Please report how many lines in the location labeling records below contain the word "wall", giving only the number.
***** Information provided
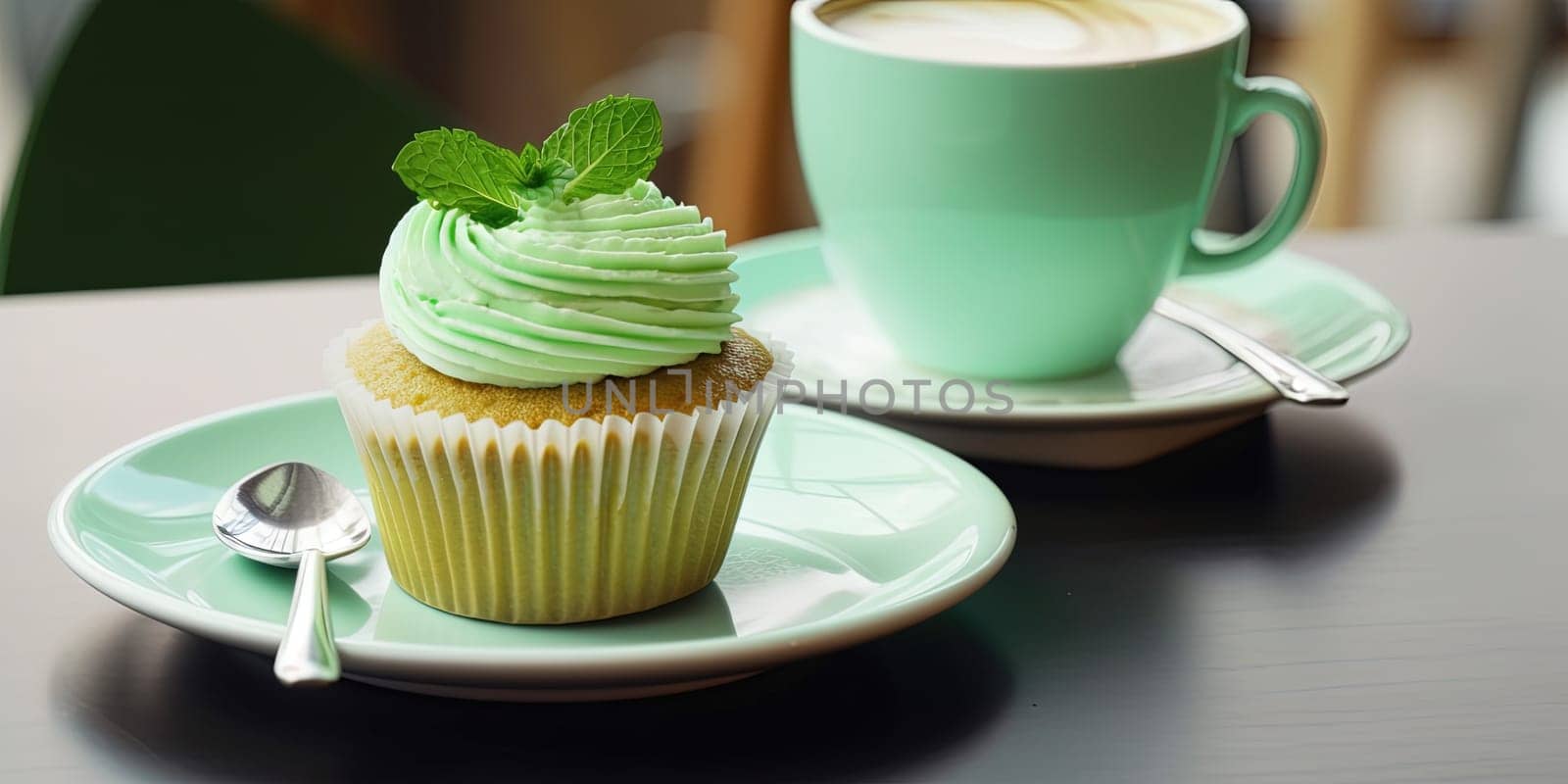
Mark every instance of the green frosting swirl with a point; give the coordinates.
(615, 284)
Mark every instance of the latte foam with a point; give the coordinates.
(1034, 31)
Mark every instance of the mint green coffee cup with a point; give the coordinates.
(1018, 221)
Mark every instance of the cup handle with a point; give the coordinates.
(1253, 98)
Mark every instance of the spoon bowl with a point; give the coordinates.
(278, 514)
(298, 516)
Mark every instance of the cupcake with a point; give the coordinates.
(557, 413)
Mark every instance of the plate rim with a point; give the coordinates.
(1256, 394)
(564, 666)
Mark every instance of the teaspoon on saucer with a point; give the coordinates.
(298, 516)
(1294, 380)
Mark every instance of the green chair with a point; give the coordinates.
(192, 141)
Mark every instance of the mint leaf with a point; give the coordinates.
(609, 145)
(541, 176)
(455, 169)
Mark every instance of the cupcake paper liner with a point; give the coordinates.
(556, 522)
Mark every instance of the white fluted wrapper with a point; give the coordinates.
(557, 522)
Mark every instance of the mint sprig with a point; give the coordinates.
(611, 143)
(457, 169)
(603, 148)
**********
***** Information provided
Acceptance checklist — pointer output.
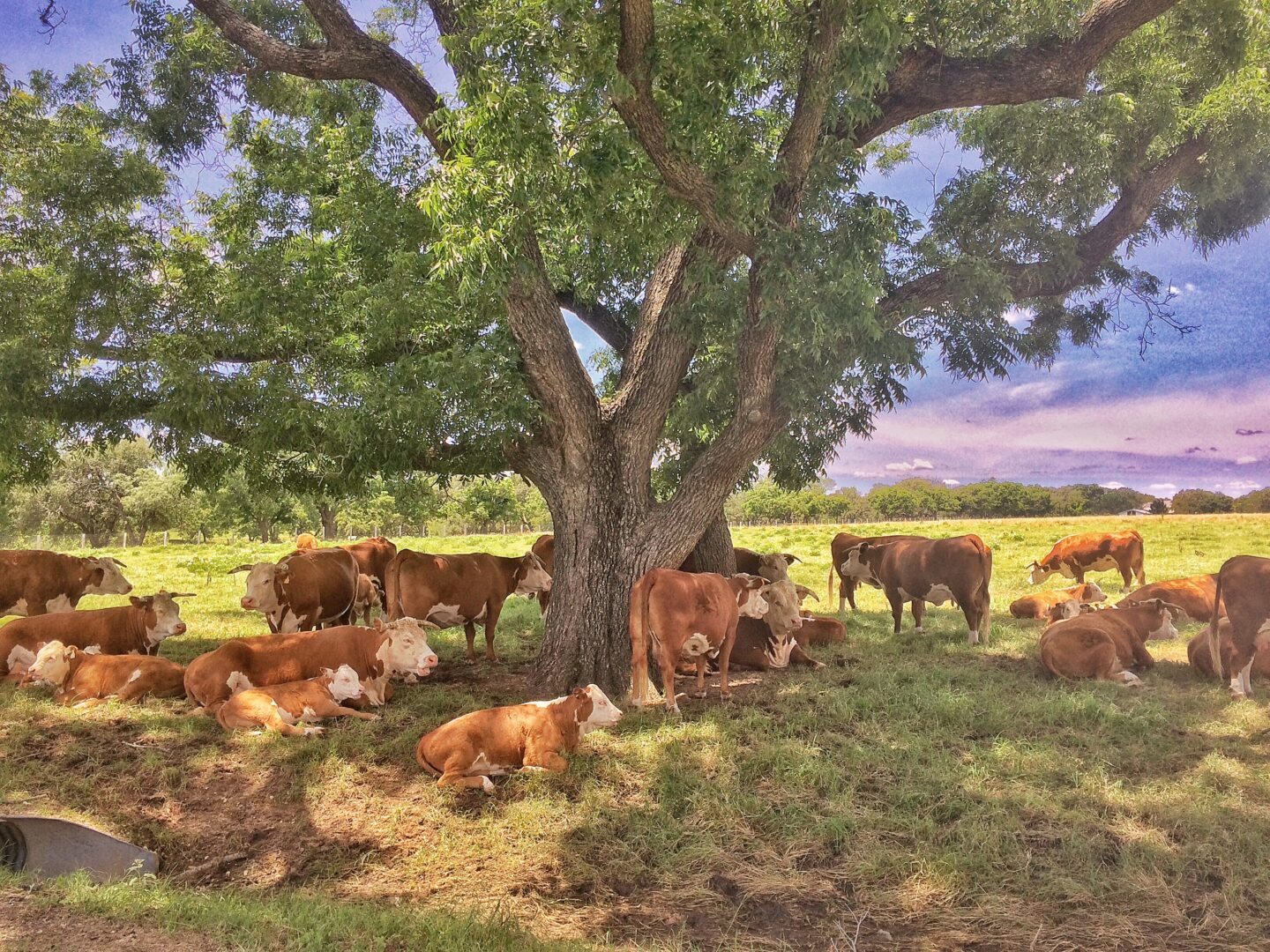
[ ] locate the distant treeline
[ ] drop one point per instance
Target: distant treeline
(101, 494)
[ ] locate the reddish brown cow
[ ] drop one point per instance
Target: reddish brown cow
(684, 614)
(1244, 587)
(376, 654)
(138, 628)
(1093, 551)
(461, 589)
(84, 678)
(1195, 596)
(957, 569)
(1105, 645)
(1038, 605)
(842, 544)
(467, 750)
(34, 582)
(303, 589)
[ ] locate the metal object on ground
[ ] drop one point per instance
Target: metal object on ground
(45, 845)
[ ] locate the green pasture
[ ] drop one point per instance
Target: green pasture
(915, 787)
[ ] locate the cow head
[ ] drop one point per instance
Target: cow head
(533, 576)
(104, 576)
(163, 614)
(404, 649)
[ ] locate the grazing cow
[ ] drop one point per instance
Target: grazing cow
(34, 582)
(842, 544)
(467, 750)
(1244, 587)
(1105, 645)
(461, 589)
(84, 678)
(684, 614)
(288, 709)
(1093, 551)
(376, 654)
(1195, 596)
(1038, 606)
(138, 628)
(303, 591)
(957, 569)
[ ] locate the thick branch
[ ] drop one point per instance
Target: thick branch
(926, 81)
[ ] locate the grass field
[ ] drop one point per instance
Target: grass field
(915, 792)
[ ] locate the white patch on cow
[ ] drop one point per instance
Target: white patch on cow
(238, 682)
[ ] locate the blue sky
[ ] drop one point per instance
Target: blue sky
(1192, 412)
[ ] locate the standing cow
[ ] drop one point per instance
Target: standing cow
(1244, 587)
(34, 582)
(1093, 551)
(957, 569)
**********
***** Information provided
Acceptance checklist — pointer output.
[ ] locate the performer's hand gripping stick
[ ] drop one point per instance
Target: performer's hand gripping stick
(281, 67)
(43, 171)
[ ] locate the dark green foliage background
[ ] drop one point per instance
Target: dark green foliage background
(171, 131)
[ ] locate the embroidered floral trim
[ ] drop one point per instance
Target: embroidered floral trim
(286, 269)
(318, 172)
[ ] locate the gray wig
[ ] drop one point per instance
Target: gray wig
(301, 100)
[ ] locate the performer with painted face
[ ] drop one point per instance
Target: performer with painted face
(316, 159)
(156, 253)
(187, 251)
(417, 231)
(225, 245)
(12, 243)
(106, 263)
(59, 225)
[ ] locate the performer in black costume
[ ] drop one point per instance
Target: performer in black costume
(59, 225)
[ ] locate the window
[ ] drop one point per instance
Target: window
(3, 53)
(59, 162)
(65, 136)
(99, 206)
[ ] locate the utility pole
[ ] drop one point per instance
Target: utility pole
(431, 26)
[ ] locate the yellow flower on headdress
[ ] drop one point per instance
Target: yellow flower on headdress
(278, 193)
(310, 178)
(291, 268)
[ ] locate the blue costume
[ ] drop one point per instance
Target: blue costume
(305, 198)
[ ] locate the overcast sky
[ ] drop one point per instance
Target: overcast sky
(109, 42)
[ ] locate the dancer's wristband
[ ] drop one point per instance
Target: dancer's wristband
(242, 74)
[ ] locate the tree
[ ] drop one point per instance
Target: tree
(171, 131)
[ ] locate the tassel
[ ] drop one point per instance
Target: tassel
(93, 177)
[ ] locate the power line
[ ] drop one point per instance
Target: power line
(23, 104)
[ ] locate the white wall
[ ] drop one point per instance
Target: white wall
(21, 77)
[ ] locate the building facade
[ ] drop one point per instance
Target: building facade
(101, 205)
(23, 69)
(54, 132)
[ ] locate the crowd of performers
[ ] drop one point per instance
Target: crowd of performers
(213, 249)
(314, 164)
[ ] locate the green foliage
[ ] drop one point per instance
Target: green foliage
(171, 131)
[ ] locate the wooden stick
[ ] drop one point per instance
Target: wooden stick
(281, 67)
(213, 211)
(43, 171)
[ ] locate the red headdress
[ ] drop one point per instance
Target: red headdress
**********
Solution for this problem
2